---- SUPPLIED RECORDS
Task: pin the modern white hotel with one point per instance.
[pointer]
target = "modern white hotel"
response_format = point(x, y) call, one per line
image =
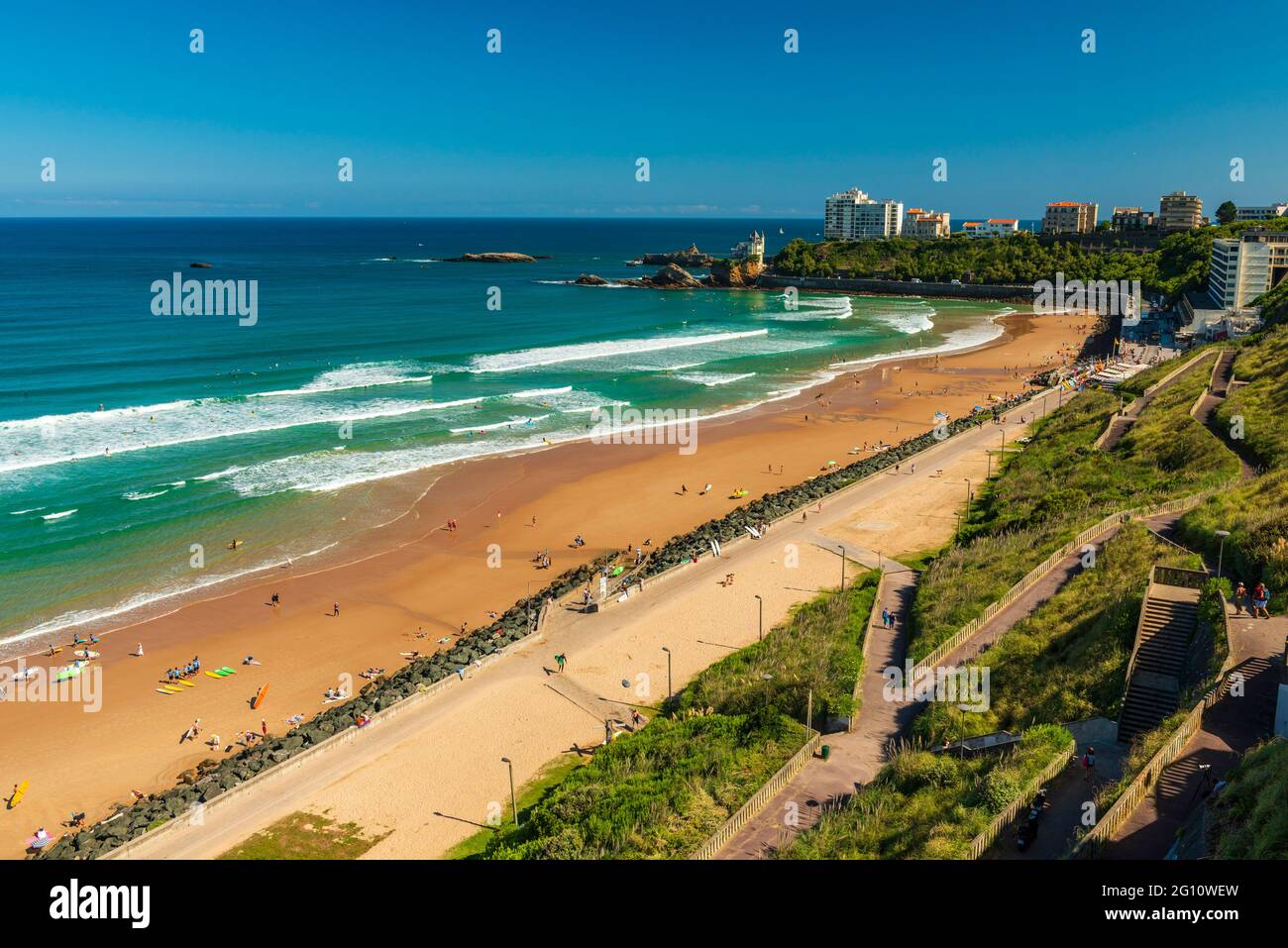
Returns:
point(853, 215)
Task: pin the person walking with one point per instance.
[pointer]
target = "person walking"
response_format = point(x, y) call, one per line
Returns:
point(1089, 763)
point(1260, 600)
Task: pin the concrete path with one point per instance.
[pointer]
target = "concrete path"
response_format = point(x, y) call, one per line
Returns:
point(1231, 728)
point(425, 763)
point(855, 756)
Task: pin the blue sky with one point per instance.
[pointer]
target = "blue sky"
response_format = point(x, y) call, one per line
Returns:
point(553, 125)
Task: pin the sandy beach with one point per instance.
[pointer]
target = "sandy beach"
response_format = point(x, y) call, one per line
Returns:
point(415, 575)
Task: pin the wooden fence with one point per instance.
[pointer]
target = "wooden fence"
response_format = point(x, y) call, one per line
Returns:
point(1004, 819)
point(874, 613)
point(760, 798)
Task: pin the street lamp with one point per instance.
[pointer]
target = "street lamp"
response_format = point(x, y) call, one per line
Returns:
point(1220, 554)
point(514, 804)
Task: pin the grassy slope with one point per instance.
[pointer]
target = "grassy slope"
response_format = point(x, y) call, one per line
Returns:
point(1057, 485)
point(661, 792)
point(1248, 819)
point(1068, 660)
point(819, 648)
point(928, 806)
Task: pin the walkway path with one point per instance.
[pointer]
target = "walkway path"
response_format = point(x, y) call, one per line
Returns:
point(429, 776)
point(1231, 728)
point(855, 756)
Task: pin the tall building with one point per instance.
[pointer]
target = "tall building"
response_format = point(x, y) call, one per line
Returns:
point(1180, 211)
point(1069, 217)
point(1245, 266)
point(921, 224)
point(855, 217)
point(1261, 213)
point(993, 227)
point(751, 249)
point(1132, 219)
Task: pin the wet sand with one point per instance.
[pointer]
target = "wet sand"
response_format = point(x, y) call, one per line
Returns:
point(416, 575)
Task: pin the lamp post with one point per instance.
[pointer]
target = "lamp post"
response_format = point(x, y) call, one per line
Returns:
point(1220, 554)
point(514, 804)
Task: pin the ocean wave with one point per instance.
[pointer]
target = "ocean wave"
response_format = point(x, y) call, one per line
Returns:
point(583, 352)
point(713, 378)
point(498, 425)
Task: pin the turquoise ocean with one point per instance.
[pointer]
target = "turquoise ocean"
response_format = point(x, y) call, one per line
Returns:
point(127, 437)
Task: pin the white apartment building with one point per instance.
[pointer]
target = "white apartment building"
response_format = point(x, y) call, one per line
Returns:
point(993, 227)
point(1262, 213)
point(921, 224)
point(1244, 268)
point(851, 215)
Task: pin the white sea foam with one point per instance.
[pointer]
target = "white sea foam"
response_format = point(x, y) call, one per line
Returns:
point(510, 423)
point(713, 378)
point(581, 352)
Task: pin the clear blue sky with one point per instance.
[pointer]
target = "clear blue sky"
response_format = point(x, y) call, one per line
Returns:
point(732, 124)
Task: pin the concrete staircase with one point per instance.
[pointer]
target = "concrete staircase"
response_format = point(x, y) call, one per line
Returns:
point(1167, 623)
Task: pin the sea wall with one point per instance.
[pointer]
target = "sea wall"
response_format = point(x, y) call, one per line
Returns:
point(1012, 292)
point(213, 779)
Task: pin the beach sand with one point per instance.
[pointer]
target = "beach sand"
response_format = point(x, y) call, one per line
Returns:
point(415, 575)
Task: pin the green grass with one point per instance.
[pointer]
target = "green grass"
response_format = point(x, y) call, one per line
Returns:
point(1067, 661)
point(305, 836)
point(1056, 487)
point(818, 648)
point(928, 806)
point(1248, 819)
point(655, 794)
point(528, 794)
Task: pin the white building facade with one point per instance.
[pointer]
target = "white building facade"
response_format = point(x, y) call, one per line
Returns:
point(851, 215)
point(1244, 268)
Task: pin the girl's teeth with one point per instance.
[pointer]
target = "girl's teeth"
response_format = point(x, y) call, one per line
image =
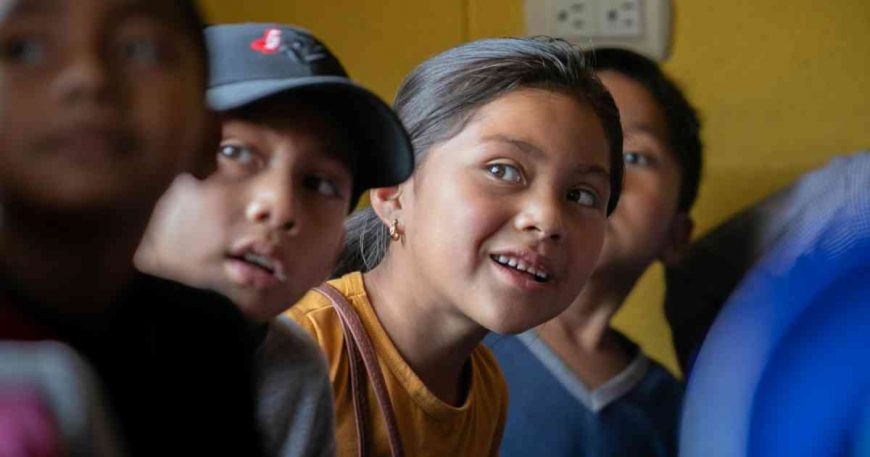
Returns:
point(521, 266)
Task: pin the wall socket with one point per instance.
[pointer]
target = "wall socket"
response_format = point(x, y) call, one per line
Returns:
point(641, 25)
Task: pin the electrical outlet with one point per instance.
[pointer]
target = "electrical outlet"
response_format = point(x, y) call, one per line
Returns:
point(644, 26)
point(573, 17)
point(620, 18)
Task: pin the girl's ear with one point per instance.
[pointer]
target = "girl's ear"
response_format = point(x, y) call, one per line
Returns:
point(387, 202)
point(678, 238)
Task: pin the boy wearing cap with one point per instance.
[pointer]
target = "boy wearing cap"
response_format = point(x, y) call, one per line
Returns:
point(102, 104)
point(300, 143)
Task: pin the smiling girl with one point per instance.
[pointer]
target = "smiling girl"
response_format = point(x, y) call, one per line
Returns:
point(519, 162)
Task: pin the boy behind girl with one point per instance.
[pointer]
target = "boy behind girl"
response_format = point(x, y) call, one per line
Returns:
point(300, 143)
point(101, 105)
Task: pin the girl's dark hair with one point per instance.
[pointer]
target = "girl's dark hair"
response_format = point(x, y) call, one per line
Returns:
point(442, 94)
point(681, 118)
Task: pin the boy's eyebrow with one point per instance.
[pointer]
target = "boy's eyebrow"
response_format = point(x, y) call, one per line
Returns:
point(28, 7)
point(536, 152)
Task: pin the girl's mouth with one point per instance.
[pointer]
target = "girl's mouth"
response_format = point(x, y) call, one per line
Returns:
point(536, 273)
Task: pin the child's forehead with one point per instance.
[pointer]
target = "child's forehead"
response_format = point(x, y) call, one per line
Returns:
point(284, 114)
point(163, 10)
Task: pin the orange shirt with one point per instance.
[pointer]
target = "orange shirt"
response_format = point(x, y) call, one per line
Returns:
point(428, 426)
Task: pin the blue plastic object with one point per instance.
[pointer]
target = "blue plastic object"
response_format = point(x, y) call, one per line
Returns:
point(785, 369)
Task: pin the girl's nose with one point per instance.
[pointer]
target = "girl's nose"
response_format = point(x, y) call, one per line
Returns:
point(541, 216)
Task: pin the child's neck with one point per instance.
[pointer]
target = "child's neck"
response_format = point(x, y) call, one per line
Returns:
point(582, 337)
point(433, 338)
point(587, 319)
point(68, 265)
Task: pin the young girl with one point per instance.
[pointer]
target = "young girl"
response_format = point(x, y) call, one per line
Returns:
point(578, 386)
point(519, 162)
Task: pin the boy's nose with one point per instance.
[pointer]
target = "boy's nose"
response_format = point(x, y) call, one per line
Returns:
point(541, 216)
point(272, 204)
point(85, 77)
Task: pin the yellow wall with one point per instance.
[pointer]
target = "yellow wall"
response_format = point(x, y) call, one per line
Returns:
point(781, 85)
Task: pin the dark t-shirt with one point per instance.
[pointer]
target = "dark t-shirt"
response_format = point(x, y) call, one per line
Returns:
point(175, 363)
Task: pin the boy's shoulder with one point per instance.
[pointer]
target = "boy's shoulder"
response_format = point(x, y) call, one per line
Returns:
point(315, 307)
point(288, 344)
point(181, 301)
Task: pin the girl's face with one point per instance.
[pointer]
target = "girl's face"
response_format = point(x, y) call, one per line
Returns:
point(504, 222)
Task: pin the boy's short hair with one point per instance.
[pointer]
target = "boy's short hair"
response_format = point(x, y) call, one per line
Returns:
point(680, 116)
point(252, 62)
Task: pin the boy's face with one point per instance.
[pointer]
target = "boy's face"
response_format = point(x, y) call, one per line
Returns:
point(268, 224)
point(647, 222)
point(101, 102)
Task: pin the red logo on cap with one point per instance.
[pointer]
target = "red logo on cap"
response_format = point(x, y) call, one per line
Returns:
point(269, 43)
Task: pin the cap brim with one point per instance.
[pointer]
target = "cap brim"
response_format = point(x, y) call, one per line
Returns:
point(386, 157)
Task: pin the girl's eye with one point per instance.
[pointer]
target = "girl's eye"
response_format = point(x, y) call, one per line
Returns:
point(637, 158)
point(505, 172)
point(236, 153)
point(24, 51)
point(323, 186)
point(584, 197)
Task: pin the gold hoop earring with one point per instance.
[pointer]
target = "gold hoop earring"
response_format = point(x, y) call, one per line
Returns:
point(394, 230)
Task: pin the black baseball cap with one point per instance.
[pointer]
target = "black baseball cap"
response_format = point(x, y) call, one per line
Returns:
point(252, 62)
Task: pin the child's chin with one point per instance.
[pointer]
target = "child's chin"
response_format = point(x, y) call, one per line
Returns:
point(509, 327)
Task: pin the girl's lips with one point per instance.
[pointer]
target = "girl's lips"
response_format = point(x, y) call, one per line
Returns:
point(518, 278)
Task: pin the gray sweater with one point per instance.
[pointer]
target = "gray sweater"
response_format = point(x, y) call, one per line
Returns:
point(294, 395)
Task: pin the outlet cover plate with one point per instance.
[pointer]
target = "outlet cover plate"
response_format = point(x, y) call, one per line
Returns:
point(644, 26)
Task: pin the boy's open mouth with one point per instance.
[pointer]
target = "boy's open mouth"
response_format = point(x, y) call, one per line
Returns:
point(537, 274)
point(261, 262)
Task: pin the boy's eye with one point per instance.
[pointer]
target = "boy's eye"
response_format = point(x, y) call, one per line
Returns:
point(637, 158)
point(24, 50)
point(236, 153)
point(584, 197)
point(141, 50)
point(323, 186)
point(505, 172)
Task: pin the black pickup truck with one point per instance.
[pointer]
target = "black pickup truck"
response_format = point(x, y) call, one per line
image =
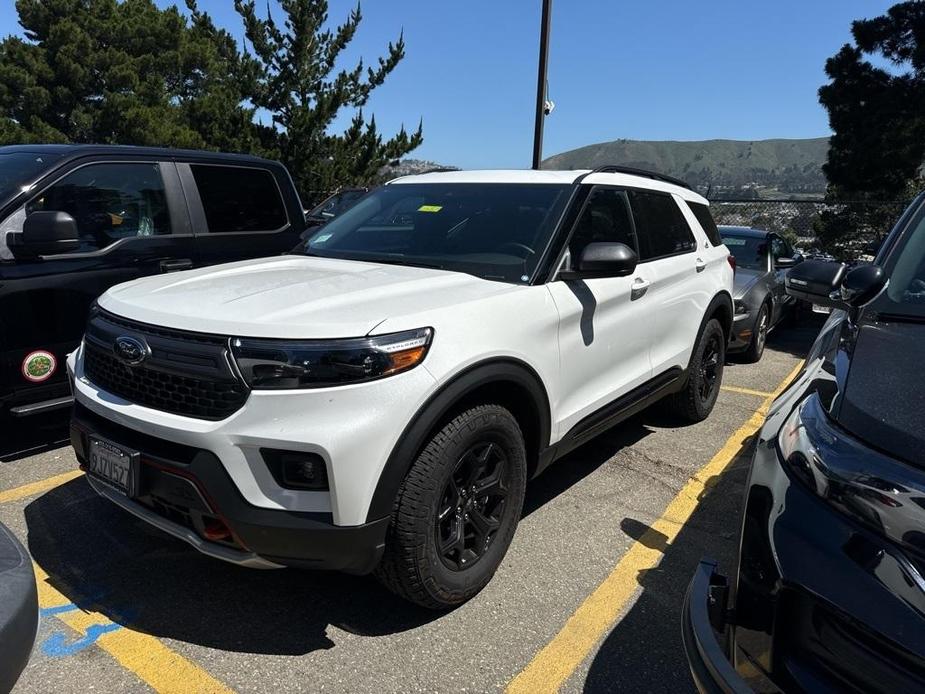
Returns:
point(77, 219)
--------
▶ **WHAT YOU HAVE TO DO**:
Rescale the lines between the one holding "Task: pin the wet" and the one holding "point(127, 437)", inclusive, and give only those lines again, requests included. Multiply every point coordinate in the answers by 0.9 and round to a whole number, rounding halves up.

▶ **EXPECTED ANSWER**:
Task: pin the wet sand with one point per instance.
[pointer]
target = "wet sand"
response_format = point(x, y) call, one per line
Returns:
point(374, 518)
Task: pin the lamp post with one point per instance.
[pointer]
target = "lamp post"
response_format = point(x, y) call, one per line
Returns:
point(1098, 499)
point(463, 724)
Task: pin the ocean wave with one point per instance.
[pointer]
target = "ocean wave"
response_format = point(x, y) call, one per line
Returns:
point(525, 317)
point(642, 340)
point(448, 383)
Task: pin the turquoise ocean with one point per instance.
[pointer]
target = "turquoise ocean"
response_format = point(x, y) call, one per line
Returns:
point(114, 393)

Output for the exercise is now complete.